## Stated task
Pull out every line from the entries below that contains the word "blue", and copy each such line in full.

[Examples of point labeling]
>> Start

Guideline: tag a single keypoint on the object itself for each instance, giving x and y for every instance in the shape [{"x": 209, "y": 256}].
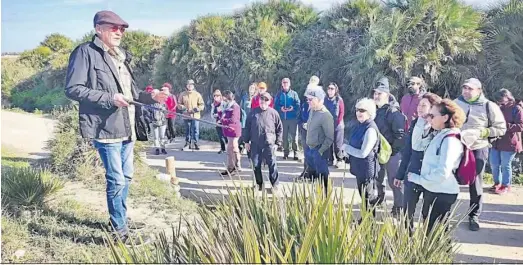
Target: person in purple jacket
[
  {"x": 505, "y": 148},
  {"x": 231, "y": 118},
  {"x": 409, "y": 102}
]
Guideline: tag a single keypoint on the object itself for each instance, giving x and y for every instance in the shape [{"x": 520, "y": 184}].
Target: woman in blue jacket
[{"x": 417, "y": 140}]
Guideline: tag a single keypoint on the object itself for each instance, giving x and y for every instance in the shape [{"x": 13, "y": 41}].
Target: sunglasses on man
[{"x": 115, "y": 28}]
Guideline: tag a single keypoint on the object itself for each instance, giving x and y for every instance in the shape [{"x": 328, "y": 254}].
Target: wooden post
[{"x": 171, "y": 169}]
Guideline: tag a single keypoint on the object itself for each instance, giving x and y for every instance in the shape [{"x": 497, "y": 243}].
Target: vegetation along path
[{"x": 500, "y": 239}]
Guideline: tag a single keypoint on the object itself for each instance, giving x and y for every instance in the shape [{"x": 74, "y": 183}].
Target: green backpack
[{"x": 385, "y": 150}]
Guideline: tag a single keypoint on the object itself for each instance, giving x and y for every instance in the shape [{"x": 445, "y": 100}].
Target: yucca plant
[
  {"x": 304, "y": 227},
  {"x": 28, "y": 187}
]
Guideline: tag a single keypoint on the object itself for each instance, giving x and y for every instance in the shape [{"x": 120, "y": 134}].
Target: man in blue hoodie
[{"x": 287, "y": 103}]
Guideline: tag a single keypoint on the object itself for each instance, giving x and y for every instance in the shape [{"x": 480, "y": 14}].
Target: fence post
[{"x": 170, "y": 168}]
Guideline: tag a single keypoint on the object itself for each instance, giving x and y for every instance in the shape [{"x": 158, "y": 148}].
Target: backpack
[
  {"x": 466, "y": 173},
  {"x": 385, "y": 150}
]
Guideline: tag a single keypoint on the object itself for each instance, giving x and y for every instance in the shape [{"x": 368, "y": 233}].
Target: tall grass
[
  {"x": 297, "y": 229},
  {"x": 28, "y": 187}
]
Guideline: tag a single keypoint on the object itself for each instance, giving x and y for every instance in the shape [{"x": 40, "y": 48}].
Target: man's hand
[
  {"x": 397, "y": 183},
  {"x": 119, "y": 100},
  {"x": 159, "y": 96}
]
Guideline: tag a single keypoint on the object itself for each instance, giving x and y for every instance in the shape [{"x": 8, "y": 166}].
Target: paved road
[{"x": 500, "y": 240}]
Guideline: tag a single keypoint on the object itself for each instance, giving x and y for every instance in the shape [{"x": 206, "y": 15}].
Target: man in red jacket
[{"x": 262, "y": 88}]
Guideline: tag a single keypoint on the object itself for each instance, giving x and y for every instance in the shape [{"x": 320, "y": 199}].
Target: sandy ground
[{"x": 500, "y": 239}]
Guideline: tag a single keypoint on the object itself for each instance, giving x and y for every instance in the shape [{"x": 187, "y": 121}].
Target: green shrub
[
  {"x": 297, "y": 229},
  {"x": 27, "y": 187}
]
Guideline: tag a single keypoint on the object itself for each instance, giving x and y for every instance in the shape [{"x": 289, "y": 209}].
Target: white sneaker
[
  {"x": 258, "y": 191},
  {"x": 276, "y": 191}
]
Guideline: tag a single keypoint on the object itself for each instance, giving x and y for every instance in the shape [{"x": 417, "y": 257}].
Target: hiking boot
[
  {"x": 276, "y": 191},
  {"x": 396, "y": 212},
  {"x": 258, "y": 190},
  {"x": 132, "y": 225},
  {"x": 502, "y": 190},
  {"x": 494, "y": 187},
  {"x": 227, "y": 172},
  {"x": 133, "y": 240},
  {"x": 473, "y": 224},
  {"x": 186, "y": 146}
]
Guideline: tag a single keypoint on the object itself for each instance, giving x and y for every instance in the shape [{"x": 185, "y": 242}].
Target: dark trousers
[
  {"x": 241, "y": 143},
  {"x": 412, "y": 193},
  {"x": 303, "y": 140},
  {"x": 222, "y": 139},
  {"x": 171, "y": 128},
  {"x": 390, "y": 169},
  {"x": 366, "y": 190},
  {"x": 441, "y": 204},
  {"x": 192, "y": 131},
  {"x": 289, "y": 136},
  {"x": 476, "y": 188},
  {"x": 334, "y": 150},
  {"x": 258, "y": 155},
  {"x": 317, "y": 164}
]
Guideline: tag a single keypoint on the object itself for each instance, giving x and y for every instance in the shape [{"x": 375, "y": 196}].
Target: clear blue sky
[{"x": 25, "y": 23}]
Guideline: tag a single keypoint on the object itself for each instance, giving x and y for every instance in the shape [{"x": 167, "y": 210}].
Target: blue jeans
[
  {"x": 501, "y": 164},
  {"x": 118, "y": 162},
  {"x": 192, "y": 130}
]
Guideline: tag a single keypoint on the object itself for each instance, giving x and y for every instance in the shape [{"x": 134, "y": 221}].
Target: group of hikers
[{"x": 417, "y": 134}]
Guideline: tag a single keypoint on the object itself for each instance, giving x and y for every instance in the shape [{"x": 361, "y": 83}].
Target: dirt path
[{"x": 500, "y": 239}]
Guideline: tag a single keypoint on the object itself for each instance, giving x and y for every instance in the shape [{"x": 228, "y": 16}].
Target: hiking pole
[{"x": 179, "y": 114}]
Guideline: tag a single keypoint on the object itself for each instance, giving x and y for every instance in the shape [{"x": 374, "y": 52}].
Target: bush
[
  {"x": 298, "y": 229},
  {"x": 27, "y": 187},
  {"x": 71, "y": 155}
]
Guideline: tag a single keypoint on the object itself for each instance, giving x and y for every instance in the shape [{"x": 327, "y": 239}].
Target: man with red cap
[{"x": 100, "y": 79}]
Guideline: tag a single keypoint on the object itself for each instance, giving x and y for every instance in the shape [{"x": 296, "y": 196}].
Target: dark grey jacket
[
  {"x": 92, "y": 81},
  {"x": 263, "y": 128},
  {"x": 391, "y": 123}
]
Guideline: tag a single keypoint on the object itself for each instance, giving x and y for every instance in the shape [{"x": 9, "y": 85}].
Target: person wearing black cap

>> End

## Exercise response
Target: woman in blue jacket
Target: man in blue hoodie
Target: clear blue sky
Target: blue jeans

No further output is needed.